Your objective — How do the lines below between the ones holding "positive clicks: (373, 528)" and "477L364 532L274 675L297", inclusive, read? Give them again exactly, with no other lines.

(Stored entries)
******************************
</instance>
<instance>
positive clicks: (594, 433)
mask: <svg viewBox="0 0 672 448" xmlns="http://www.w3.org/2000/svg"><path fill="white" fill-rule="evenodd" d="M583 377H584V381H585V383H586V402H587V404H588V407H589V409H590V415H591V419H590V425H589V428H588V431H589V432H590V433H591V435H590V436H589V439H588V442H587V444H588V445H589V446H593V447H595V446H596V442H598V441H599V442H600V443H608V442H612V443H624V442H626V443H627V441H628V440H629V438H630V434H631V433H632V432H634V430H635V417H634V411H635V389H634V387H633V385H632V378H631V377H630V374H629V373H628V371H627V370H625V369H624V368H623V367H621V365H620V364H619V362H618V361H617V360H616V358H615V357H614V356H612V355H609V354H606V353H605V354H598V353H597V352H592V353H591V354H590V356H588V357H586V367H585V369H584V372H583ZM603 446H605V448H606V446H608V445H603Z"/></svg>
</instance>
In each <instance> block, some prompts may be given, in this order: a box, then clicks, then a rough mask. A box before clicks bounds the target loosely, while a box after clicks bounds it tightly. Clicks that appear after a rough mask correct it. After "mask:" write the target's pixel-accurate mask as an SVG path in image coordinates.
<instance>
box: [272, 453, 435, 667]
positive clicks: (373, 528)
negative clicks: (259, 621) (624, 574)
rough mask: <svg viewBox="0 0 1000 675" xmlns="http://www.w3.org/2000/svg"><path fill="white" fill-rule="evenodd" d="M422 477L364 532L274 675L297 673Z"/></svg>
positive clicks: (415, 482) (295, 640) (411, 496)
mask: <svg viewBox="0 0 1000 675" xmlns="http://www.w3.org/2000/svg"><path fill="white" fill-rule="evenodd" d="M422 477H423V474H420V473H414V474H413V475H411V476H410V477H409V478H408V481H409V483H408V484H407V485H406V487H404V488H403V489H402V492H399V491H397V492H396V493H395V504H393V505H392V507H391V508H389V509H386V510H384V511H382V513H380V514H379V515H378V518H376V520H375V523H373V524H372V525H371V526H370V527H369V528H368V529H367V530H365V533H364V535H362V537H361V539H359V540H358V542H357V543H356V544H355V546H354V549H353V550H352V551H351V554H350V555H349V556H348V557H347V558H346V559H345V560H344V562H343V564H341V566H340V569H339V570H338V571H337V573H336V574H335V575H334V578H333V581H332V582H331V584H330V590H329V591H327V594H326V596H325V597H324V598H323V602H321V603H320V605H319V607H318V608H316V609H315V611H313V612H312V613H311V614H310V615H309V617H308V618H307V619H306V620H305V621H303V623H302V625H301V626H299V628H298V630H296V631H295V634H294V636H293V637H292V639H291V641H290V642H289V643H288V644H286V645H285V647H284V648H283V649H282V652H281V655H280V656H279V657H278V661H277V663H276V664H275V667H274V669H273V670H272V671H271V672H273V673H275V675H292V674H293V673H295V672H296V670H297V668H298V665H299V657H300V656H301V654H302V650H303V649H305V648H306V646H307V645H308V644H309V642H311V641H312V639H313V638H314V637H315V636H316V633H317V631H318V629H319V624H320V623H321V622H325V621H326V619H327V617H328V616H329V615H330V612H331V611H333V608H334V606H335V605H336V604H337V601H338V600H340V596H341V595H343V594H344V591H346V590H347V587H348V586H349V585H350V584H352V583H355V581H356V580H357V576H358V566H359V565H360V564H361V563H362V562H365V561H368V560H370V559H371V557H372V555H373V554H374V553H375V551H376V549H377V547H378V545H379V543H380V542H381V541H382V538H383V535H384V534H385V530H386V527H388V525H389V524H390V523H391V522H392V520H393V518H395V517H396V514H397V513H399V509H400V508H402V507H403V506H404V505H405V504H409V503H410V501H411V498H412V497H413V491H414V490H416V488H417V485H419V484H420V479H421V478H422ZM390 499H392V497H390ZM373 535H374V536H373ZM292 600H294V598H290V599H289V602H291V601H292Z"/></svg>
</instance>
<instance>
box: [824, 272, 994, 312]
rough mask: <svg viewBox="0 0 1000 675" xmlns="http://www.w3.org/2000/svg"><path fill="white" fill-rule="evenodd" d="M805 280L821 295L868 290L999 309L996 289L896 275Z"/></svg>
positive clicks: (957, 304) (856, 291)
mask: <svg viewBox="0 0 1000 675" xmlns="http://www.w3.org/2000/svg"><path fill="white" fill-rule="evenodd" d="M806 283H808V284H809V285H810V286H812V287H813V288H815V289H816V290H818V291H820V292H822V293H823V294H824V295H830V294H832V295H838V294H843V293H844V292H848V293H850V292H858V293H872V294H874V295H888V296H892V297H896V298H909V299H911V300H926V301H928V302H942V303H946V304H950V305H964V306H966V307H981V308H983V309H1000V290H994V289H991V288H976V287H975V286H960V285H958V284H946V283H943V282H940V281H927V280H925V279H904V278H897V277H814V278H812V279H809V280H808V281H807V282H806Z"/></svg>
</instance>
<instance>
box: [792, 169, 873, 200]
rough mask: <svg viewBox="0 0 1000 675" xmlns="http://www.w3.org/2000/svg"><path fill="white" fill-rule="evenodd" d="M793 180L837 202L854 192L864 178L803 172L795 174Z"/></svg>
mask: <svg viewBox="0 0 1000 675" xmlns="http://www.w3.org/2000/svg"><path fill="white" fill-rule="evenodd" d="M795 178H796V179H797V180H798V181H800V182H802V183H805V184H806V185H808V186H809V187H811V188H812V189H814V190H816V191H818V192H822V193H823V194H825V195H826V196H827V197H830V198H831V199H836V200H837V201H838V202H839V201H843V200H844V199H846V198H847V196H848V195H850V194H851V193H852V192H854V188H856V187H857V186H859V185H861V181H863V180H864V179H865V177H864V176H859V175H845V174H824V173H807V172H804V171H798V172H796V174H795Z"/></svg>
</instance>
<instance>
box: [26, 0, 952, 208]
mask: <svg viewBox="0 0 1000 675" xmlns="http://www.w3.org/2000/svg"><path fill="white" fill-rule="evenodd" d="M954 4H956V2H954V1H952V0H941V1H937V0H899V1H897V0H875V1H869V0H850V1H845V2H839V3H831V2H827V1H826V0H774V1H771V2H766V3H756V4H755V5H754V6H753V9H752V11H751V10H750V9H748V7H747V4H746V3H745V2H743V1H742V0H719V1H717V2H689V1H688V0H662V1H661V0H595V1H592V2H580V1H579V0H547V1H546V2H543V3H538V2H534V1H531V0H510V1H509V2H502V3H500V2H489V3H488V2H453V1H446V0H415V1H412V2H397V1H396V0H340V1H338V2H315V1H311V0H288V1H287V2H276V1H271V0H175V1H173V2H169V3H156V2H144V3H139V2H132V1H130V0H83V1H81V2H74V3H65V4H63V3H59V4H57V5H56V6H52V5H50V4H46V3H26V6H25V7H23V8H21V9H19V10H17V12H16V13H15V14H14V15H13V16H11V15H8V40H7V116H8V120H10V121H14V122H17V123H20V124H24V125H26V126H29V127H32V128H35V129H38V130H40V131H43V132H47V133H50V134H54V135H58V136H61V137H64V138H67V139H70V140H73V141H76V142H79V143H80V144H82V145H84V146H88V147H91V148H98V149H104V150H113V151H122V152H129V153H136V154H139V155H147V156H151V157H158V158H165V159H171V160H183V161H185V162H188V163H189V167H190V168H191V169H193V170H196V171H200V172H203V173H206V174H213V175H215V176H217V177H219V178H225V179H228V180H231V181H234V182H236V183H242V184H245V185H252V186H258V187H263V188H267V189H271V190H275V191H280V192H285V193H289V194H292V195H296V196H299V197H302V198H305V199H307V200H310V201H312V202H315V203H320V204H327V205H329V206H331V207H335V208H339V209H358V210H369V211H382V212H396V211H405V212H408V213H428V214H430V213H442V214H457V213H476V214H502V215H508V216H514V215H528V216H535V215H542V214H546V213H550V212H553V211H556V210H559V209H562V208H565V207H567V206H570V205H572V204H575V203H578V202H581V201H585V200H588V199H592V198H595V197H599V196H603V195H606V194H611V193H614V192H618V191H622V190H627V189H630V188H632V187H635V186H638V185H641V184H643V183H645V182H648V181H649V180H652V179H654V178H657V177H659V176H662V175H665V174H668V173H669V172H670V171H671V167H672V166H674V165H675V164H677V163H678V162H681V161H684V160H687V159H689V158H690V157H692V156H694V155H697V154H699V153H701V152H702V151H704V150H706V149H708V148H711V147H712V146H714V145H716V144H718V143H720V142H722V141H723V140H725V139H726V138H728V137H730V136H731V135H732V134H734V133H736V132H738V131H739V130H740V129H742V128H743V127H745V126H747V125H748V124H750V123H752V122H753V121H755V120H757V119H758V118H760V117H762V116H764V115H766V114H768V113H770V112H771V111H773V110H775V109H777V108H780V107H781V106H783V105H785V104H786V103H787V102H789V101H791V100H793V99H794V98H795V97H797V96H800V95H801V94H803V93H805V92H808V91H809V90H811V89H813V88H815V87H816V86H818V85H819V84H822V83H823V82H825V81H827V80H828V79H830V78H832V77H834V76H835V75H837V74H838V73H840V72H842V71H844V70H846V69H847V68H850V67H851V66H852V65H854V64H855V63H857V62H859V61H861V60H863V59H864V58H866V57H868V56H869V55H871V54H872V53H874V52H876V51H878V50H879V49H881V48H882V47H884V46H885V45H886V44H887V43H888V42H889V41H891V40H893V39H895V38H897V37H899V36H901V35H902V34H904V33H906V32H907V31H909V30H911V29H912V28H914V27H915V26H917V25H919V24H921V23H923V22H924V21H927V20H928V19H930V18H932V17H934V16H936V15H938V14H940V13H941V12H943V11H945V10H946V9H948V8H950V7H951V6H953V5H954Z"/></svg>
******************************
Exercise answer —
positive clicks: (373, 528)
negative clicks: (259, 621) (624, 574)
rough mask: <svg viewBox="0 0 1000 675" xmlns="http://www.w3.org/2000/svg"><path fill="white" fill-rule="evenodd" d="M422 477L364 532L274 675L297 673Z"/></svg>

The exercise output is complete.